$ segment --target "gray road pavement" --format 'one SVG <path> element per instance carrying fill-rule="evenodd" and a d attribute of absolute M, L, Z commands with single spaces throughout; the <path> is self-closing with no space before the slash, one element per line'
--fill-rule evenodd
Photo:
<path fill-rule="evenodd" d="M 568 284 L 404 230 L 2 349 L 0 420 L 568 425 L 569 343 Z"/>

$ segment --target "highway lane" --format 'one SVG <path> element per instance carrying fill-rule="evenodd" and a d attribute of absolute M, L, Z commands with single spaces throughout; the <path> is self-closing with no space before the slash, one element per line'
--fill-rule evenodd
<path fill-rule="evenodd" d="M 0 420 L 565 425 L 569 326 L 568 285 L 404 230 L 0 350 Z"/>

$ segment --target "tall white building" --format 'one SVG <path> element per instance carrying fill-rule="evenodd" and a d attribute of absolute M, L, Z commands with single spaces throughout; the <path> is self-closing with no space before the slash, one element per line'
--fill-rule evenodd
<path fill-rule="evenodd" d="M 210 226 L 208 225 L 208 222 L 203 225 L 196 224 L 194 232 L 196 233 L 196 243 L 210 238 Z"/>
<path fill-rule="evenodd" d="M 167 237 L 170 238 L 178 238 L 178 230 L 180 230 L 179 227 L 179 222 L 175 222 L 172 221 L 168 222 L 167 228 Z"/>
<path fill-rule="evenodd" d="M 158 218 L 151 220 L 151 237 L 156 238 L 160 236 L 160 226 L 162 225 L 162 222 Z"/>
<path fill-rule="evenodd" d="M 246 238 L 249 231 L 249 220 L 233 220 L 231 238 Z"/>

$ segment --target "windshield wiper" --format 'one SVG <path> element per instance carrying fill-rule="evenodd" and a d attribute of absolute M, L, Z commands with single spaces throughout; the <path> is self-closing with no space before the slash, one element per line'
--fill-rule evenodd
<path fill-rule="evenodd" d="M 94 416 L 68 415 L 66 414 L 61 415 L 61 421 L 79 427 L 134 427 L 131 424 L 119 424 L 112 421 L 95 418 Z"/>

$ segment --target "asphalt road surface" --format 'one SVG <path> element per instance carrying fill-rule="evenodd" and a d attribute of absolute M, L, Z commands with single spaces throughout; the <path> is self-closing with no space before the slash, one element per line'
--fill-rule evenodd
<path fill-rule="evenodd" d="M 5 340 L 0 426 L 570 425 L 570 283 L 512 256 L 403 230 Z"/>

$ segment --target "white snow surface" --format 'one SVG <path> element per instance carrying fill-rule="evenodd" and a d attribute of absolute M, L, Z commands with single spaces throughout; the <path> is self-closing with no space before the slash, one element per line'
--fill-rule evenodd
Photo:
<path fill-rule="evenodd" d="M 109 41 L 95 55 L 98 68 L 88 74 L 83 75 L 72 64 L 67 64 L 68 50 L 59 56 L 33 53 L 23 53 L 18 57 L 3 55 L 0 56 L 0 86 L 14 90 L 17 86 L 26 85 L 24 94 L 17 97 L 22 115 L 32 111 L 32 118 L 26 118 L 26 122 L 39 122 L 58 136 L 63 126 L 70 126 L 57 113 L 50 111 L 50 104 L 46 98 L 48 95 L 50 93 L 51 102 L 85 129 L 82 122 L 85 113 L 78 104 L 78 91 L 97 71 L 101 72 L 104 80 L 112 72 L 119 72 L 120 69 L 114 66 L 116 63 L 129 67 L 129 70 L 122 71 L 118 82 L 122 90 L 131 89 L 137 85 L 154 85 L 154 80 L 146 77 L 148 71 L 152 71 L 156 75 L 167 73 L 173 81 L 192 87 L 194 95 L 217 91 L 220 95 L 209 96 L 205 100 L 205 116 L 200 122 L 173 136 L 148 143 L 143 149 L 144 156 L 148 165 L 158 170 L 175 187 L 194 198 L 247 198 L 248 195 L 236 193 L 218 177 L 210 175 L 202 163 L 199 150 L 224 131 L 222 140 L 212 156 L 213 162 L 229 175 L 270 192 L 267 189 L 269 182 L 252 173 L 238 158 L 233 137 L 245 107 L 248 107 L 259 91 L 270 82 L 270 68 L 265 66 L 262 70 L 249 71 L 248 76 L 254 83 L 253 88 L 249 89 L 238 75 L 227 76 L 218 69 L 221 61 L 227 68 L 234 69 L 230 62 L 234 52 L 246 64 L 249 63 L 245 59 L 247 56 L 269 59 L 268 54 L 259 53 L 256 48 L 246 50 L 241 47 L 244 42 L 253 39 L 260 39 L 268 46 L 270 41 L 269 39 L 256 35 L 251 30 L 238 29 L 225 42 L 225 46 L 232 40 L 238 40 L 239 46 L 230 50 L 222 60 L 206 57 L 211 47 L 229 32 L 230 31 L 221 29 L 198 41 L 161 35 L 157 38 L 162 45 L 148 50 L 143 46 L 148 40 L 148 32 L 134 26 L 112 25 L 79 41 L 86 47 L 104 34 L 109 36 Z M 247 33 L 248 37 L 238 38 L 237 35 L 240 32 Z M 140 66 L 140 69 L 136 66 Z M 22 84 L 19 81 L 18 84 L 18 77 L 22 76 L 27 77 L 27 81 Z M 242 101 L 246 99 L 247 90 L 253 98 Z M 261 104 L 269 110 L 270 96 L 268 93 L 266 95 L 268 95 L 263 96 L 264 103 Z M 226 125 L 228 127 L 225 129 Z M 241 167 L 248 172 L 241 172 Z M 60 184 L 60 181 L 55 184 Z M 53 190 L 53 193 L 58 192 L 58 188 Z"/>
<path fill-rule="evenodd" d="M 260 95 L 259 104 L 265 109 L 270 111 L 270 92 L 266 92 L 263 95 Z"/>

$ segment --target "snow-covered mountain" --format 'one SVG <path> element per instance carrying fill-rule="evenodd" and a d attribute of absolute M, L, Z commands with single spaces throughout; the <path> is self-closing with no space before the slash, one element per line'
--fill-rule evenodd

○ ○ ○ ○ ○

--- What is required ---
Copy every one of the records above, line by line and without any change.

--- Solution for this exercise ---
$ segment --target "gray road pavement" --format 'one SVG <path> element per instance carrying fill-rule="evenodd" and a d attribute of absolute M, L, Z commands with single spaces throughout; the <path> is self-closing with no space before the slash, one element per line'
--fill-rule evenodd
Photo:
<path fill-rule="evenodd" d="M 568 284 L 404 230 L 2 349 L 0 420 L 568 425 L 569 343 Z"/>

$ segment --target "highway lane" --format 'one SVG <path> element per instance carrying fill-rule="evenodd" and a d attribute of absolute M, L, Z commands with single spaces throughout; the <path> is self-closing with no space before the slash, one element per line'
--fill-rule evenodd
<path fill-rule="evenodd" d="M 0 420 L 565 425 L 569 326 L 568 285 L 404 230 L 0 350 Z"/>

$ segment --target "tall white building" --format 'one SVG <path> element per instance carrying fill-rule="evenodd" and a d attribute of absolute M, L, Z commands with single spaces throughout; the <path> is self-closing with no space before the slash, one element per line'
--fill-rule evenodd
<path fill-rule="evenodd" d="M 210 226 L 208 225 L 208 222 L 203 225 L 196 224 L 194 232 L 196 233 L 196 243 L 210 238 Z"/>
<path fill-rule="evenodd" d="M 167 237 L 170 238 L 178 238 L 178 230 L 180 230 L 179 227 L 179 222 L 175 222 L 172 221 L 168 222 L 167 228 Z"/>
<path fill-rule="evenodd" d="M 158 218 L 151 220 L 151 237 L 156 238 L 160 236 L 160 226 L 162 225 L 162 222 Z"/>
<path fill-rule="evenodd" d="M 246 238 L 249 231 L 249 220 L 233 220 L 231 238 Z"/>

$ segment --target "windshield wiper" --format 'one SVG <path> element per instance carrying fill-rule="evenodd" and a d attribute of absolute M, L, Z commands with single spaces throughout; the <path> is self-closing with no space before the slash, one element per line'
--fill-rule evenodd
<path fill-rule="evenodd" d="M 94 416 L 68 415 L 66 414 L 61 415 L 61 421 L 79 427 L 134 427 L 131 424 L 119 424 L 112 421 L 95 418 Z"/>

$ segment --target "asphalt road surface" --format 'one SVG <path> element per instance carrying fill-rule="evenodd" and a d attribute of absolute M, L, Z commands with single spaces throughout; the <path> is self-closing with no space before the slash, one element per line'
--fill-rule evenodd
<path fill-rule="evenodd" d="M 5 340 L 0 426 L 570 425 L 570 283 L 512 256 L 403 230 Z"/>

$ segment --target "white snow surface" --format 'one SVG <path> element per instance carrying fill-rule="evenodd" and a d attribute of absolute M, L, Z commands with single spaces throughout; the <path> is self-closing with no space before the slash, one element per line'
--fill-rule evenodd
Photo:
<path fill-rule="evenodd" d="M 109 41 L 95 55 L 98 68 L 88 74 L 83 75 L 72 64 L 67 64 L 68 50 L 59 56 L 33 53 L 23 53 L 18 57 L 3 55 L 0 56 L 0 86 L 14 90 L 17 86 L 26 85 L 24 94 L 17 97 L 22 115 L 32 111 L 32 118 L 26 118 L 26 122 L 39 122 L 58 136 L 63 126 L 70 126 L 57 113 L 50 111 L 50 104 L 46 98 L 48 95 L 50 93 L 51 102 L 85 129 L 82 122 L 85 113 L 78 104 L 78 91 L 97 71 L 101 72 L 104 80 L 112 72 L 119 72 L 120 69 L 114 66 L 116 63 L 129 67 L 129 70 L 122 71 L 118 82 L 122 90 L 131 89 L 137 85 L 154 85 L 154 80 L 146 77 L 148 71 L 152 71 L 156 75 L 167 73 L 173 81 L 192 87 L 194 95 L 217 91 L 220 95 L 209 96 L 205 100 L 205 116 L 200 122 L 173 136 L 148 143 L 143 149 L 144 156 L 148 165 L 158 170 L 175 187 L 194 198 L 247 198 L 248 195 L 236 193 L 218 177 L 210 175 L 202 163 L 199 150 L 224 131 L 222 140 L 212 156 L 213 162 L 229 175 L 270 192 L 267 189 L 269 182 L 252 173 L 238 158 L 233 137 L 245 107 L 248 107 L 259 91 L 270 82 L 270 68 L 265 66 L 262 70 L 249 71 L 248 76 L 254 83 L 253 88 L 249 89 L 238 75 L 227 76 L 218 69 L 221 61 L 227 68 L 234 69 L 230 62 L 234 52 L 246 64 L 249 63 L 245 59 L 247 56 L 269 59 L 268 54 L 259 53 L 256 48 L 246 50 L 241 47 L 244 42 L 253 39 L 260 39 L 268 46 L 270 41 L 269 39 L 256 35 L 251 30 L 238 29 L 225 42 L 225 46 L 232 40 L 238 40 L 239 46 L 230 50 L 222 60 L 206 57 L 211 47 L 229 32 L 230 31 L 221 29 L 198 41 L 161 35 L 157 38 L 162 45 L 148 50 L 143 46 L 148 40 L 148 32 L 134 26 L 112 25 L 79 41 L 86 47 L 104 34 L 109 36 Z M 247 33 L 248 37 L 238 38 L 237 35 L 240 32 Z M 140 66 L 140 69 L 136 66 Z M 22 84 L 19 81 L 18 84 L 18 77 L 22 76 L 27 77 L 27 81 Z M 242 101 L 246 99 L 247 90 L 253 98 Z M 261 104 L 269 110 L 270 96 L 268 93 L 266 95 L 268 95 L 263 96 L 264 103 Z M 226 125 L 228 127 L 225 129 Z M 241 167 L 248 172 L 241 172 Z M 60 184 L 60 181 L 55 184 Z M 53 190 L 53 193 L 58 192 L 58 188 Z"/>
<path fill-rule="evenodd" d="M 260 95 L 259 104 L 265 109 L 270 111 L 270 92 L 266 92 L 263 95 Z"/>

$ segment --target "snow-covered mountain" --format 'one SVG <path> element per instance carrying fill-rule="evenodd" and a d attribute of absolute M, L, Z commands with single spaces throughout; the <path> is self-closing with no space before the slash, one element per line'
--fill-rule evenodd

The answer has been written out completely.